- EXERCISE DETAILS
Reproduce the records below verbatim, line for line, with no changes.
>> begin EXCERPTED RECORDS
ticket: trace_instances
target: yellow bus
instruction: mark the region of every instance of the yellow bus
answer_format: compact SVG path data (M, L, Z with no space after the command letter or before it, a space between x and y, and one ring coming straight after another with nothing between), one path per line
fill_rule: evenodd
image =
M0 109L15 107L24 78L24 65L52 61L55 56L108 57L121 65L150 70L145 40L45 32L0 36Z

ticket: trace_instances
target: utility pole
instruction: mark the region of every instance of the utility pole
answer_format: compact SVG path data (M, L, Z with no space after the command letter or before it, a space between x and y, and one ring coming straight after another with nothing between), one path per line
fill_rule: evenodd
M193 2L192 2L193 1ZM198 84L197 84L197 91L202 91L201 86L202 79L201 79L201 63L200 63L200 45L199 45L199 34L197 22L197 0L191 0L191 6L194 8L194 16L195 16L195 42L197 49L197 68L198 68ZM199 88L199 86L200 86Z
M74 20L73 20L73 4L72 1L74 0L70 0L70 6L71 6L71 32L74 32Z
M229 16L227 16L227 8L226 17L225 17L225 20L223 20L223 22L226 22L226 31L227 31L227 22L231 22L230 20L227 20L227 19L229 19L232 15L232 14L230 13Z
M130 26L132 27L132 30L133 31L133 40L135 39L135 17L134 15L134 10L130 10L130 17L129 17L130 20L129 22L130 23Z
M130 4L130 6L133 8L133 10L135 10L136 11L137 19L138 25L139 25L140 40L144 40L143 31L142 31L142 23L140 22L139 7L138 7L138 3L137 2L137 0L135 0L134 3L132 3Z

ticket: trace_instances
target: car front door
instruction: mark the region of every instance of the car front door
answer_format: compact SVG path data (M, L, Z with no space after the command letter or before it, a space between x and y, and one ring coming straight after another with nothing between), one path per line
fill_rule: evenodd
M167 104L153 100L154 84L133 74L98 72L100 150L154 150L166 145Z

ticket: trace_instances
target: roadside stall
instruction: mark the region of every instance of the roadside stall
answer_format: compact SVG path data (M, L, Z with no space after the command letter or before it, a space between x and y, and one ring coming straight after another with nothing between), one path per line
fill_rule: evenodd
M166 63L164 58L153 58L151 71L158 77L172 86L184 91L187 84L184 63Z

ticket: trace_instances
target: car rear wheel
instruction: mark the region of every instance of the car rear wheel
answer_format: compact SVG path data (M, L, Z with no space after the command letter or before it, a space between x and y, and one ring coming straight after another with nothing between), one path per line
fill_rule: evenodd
>> end EXCERPTED RECORDS
- FINISHED TASK
ticket: trace_instances
target: yellow bus
instruction: mark the region of every instance of the yellow bus
answer_format: compact SVG path data (M, L, Z with no space after the command letter or before it, a space between x and y, and one ring coming straight after another with nothing between), one path per line
fill_rule: evenodd
image =
M0 109L15 107L24 78L24 65L52 61L55 56L108 57L121 65L150 70L145 40L45 32L0 36Z

ticket: trace_instances
target: utility pole
instruction: mark the region of every instance of the utility pole
answer_format: compact SVG path data (M, L, Z with no space after the command letter or before it, a space between x and y, and one ring coming straight after another with nothing between), one path per line
fill_rule: evenodd
M193 2L192 2L193 1ZM198 84L197 84L197 91L202 91L201 86L202 79L201 79L201 63L200 63L200 45L199 45L199 34L197 22L197 0L191 0L191 6L194 8L194 16L195 16L195 42L197 49L197 68L198 68ZM199 88L199 86L200 86Z
M74 20L73 20L73 4L72 1L74 0L70 0L70 6L71 6L71 32L74 32Z
M229 16L227 16L227 8L226 17L225 17L225 20L223 20L223 22L226 22L226 31L227 31L227 22L231 22L230 20L227 20L227 19L229 19L232 15L232 14L230 13Z
M130 26L132 27L132 30L133 31L133 40L135 39L135 17L134 15L134 10L130 10L130 17L129 17L130 20L129 22L130 23Z
M130 4L130 6L133 8L133 10L135 10L136 11L137 19L138 25L139 25L140 40L144 40L143 31L142 31L142 23L140 22L139 7L138 7L138 3L137 2L137 0L135 0L134 3L132 3Z

ticket: trace_instances
target: car front door
instruction: mark the region of every instance of the car front door
answer_format: compact SVG path data (M, L, Z with no space after the command letter or before it, a space between x and y, and one ring coming straight after another with nothing between), one path per line
fill_rule: evenodd
M167 104L153 100L154 84L133 74L98 72L100 150L154 150L166 145Z

ticket: trace_instances
target: roadside stall
instruction: mark the region of every instance of the roadside stall
answer_format: compact SVG path data (M, L, Z with no space after the command letter or before it, a space between x and y, and one ring coming straight after another with nothing between), one path per line
fill_rule: evenodd
M166 63L164 58L153 58L151 71L158 77L172 86L184 91L187 84L184 63Z

ticket: trace_instances
target: car rear wheel
instruction: mark the region of every instance of the car rear wheel
answer_format: compact SVG path data (M, L, Z with no space after the command letter or before it, a space between x and y, and one ring coming straight after another with nothing between), one path per line
fill_rule: evenodd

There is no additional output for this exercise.